══ Supplied material

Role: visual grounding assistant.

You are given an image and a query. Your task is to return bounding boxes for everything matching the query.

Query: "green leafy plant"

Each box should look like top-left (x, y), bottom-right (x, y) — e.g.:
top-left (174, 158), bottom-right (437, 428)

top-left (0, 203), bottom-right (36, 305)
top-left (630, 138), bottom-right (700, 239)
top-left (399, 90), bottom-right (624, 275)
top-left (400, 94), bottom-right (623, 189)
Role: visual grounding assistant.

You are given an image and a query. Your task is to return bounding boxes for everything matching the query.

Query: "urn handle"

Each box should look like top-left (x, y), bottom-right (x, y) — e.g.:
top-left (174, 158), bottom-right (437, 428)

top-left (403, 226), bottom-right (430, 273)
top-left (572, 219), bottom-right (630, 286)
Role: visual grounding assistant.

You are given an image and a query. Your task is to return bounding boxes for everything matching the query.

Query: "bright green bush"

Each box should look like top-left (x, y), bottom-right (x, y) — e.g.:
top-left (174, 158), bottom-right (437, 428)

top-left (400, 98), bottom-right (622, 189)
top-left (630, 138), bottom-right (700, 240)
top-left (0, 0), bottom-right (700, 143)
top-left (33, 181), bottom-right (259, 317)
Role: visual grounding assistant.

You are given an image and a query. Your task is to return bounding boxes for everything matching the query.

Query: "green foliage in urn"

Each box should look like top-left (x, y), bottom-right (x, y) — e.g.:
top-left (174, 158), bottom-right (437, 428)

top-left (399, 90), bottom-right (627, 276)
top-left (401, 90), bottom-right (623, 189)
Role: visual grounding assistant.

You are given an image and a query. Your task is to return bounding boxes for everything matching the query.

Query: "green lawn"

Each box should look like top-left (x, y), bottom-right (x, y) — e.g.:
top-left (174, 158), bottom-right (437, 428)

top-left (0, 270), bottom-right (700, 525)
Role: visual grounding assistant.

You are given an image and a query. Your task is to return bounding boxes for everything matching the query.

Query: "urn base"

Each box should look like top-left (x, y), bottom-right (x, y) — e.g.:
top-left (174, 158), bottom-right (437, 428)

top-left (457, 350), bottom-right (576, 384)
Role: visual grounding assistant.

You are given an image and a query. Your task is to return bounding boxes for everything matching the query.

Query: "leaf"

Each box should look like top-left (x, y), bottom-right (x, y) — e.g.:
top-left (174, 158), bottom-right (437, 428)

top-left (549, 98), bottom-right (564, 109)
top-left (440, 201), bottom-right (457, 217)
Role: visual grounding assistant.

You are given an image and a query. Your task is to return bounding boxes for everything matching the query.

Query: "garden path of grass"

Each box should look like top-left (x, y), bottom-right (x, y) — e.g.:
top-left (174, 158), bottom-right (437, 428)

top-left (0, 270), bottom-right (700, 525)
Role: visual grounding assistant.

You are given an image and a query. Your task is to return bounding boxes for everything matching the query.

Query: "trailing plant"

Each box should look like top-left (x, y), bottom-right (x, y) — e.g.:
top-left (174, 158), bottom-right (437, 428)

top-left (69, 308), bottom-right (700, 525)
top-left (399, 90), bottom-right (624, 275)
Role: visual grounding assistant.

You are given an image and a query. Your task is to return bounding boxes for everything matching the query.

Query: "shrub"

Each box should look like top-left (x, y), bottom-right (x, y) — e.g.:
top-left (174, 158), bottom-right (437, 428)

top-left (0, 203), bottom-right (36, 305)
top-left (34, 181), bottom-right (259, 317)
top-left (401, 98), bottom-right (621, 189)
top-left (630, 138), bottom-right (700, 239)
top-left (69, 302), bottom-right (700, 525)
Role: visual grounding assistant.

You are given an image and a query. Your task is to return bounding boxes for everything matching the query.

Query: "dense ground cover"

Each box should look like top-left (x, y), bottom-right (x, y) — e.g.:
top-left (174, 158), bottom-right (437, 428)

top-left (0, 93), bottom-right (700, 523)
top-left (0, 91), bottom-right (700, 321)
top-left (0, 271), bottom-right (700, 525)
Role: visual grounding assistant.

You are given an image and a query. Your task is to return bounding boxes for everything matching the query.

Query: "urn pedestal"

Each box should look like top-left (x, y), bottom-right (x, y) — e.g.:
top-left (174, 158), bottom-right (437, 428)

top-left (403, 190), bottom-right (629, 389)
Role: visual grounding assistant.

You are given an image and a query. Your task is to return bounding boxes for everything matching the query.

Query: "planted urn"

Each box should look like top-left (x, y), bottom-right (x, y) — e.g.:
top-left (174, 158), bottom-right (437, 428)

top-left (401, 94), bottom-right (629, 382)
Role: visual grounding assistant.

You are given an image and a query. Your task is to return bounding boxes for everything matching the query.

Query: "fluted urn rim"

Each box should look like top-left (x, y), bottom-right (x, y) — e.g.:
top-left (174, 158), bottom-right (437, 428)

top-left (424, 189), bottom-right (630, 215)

════

▸ Brief:
Extract each line of the data above that contains the string "green", and list those lines in the order they appear.

▸ Expected answer:
Query: "green leafy plant"
Query: "bright green bush"
Query: "green foliage in urn"
Query: "green lawn"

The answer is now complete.